START SOURCE MATERIAL
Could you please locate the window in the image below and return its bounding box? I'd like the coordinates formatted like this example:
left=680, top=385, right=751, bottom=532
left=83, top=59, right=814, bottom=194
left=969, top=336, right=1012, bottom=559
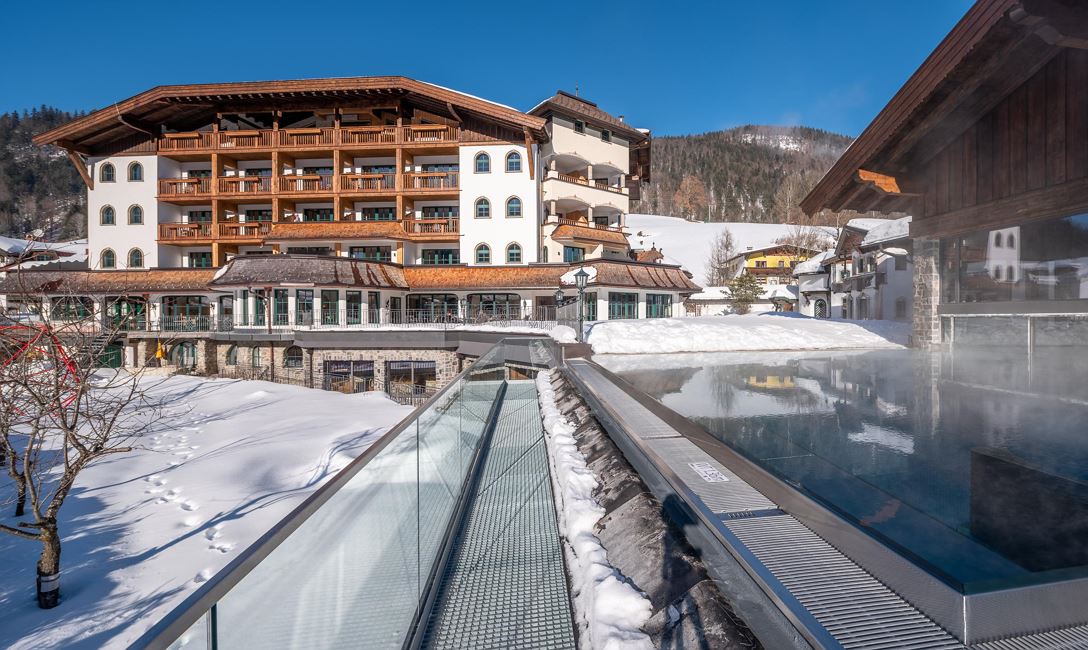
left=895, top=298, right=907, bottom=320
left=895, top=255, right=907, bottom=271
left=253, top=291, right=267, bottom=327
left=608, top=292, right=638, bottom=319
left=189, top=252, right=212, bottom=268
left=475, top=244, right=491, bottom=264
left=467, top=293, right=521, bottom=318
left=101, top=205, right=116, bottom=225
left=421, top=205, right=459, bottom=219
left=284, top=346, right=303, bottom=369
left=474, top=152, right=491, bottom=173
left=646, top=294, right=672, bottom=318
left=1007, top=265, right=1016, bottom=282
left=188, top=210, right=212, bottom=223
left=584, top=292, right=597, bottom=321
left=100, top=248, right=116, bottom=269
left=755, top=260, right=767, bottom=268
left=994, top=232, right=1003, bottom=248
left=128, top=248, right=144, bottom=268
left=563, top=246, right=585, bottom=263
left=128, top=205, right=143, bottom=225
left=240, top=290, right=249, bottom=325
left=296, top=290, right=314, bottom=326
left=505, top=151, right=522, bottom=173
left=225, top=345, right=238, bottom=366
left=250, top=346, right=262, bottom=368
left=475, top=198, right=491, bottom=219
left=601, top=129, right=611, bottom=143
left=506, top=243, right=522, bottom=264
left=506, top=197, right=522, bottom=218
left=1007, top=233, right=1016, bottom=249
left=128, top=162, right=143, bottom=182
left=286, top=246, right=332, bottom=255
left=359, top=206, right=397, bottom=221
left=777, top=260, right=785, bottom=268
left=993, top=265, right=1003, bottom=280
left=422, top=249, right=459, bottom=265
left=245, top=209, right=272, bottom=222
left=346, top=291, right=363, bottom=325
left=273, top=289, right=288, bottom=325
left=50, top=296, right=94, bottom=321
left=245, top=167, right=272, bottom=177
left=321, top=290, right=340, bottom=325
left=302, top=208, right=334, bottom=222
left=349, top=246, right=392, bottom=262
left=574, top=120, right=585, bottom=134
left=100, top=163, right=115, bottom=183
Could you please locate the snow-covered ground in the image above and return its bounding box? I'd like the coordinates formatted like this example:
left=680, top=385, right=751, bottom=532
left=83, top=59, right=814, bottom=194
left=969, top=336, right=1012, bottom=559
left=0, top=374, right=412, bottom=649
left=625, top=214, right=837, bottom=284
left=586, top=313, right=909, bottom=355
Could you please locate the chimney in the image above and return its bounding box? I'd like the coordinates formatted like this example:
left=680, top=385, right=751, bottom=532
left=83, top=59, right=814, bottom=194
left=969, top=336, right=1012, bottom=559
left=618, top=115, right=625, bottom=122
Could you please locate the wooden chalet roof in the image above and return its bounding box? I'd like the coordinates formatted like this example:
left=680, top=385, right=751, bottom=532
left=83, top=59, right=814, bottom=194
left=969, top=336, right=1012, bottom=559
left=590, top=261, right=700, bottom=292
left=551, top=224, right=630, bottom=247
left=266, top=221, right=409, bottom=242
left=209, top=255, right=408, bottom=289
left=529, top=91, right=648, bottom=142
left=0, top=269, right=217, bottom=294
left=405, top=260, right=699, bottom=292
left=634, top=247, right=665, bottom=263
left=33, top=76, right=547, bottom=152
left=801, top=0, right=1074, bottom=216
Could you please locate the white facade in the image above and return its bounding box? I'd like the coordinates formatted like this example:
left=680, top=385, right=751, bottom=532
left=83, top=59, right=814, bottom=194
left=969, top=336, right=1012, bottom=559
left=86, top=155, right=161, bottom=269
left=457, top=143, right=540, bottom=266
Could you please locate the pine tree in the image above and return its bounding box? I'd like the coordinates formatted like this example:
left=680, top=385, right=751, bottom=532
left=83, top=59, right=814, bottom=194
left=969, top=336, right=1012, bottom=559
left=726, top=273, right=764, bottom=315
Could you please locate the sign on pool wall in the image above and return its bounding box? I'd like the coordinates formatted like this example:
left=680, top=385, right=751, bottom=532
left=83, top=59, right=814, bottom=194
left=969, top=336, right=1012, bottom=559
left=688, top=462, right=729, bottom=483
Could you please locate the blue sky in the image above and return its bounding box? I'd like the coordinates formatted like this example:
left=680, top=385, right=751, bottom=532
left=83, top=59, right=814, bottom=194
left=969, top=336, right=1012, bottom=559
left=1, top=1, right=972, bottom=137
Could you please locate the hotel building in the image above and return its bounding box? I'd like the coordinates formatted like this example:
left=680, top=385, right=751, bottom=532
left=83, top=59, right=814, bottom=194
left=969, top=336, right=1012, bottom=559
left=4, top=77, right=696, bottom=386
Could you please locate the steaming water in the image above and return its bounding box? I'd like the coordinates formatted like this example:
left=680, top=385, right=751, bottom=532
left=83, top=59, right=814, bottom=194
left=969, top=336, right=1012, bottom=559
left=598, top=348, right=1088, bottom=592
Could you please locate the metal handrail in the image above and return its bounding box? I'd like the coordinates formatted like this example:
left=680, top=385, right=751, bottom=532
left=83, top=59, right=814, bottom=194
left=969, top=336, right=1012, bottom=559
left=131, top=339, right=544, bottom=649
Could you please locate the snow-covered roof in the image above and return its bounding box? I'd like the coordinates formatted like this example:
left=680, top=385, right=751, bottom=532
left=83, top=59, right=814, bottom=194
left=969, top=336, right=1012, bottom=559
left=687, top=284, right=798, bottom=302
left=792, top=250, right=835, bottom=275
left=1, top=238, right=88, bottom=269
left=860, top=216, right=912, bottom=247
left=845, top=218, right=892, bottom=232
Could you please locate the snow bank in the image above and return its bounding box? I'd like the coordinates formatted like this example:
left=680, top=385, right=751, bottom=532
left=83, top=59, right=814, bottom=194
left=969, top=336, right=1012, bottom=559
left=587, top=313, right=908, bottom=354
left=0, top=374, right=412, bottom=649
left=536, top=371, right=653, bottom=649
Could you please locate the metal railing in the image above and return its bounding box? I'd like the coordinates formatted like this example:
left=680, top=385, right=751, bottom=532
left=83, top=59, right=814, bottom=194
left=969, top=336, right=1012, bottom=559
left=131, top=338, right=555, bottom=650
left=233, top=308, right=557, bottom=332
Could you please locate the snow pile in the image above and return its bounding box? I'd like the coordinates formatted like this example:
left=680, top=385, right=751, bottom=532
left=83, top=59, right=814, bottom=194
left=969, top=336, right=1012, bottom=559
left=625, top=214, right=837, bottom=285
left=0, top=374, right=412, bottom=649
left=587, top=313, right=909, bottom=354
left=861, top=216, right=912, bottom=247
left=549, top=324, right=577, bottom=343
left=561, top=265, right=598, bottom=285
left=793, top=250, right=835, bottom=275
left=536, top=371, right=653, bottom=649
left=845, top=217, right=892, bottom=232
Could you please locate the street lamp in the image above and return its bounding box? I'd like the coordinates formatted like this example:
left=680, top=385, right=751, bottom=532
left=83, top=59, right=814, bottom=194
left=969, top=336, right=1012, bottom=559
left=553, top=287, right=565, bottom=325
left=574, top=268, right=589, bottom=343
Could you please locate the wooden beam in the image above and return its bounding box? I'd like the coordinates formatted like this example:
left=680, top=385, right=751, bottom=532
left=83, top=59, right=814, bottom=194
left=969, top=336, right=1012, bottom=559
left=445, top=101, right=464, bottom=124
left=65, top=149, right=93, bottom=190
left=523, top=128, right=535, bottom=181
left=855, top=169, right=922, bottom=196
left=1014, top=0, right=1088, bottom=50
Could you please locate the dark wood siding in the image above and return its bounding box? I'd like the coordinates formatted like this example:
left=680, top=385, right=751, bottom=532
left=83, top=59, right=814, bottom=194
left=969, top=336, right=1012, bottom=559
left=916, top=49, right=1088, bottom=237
END SOURCE MATERIAL
## YOUR ASSIGNMENT
Where the string "covered" appears in a line of the listing, copy that line.

## EXERCISE SOLUTION
Could you please locate the snow-covered ground in the image above and return its bounding box? I'd like the coordinates formatted like this example:
Could you please locate the snow-covered roof in the image above and return its bounding box? I'd like the coordinates formatted like this example:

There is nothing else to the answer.